───── Records for this exercise ─────
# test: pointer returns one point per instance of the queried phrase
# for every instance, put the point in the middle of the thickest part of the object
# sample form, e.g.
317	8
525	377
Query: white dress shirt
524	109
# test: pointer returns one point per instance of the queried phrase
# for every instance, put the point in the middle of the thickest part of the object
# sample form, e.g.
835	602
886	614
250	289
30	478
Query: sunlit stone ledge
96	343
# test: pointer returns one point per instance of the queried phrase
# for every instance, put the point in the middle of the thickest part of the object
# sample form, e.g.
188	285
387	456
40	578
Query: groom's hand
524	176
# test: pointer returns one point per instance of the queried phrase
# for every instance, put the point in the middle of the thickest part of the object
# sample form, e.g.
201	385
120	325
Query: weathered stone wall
─────
Written instruction: Copy all of the data above line for line, keeping every character the same.

Written reply:
# test: pointer returns one point per instance of the queried phrase
# for every instance, put the point in the middle of the thickest part of the object
# sample form, e.g.
317	8
525	377
Query: white dress shirt
524	109
# test: pointer returns one point per instance of the queried phrase
# for every instance, put the point in the middle of the thickest part of the object
# sample form, e.g.
835	602
886	614
250	289
30	478
Query: sunlit stone ledge
96	343
# test: pointer returns one point per instance of the queried phrase
# for every instance, put the point in the middle of the thickest part of the object
# sample form, e.g.
188	285
387	456
40	578
Query: groom's hand
524	176
# test: pointer returns one point per instance of the queried phrase
# for every instance, put the point in the middle of the thickest part of the object
# sample form, e.g.
201	385
120	325
Query: weathered stone wall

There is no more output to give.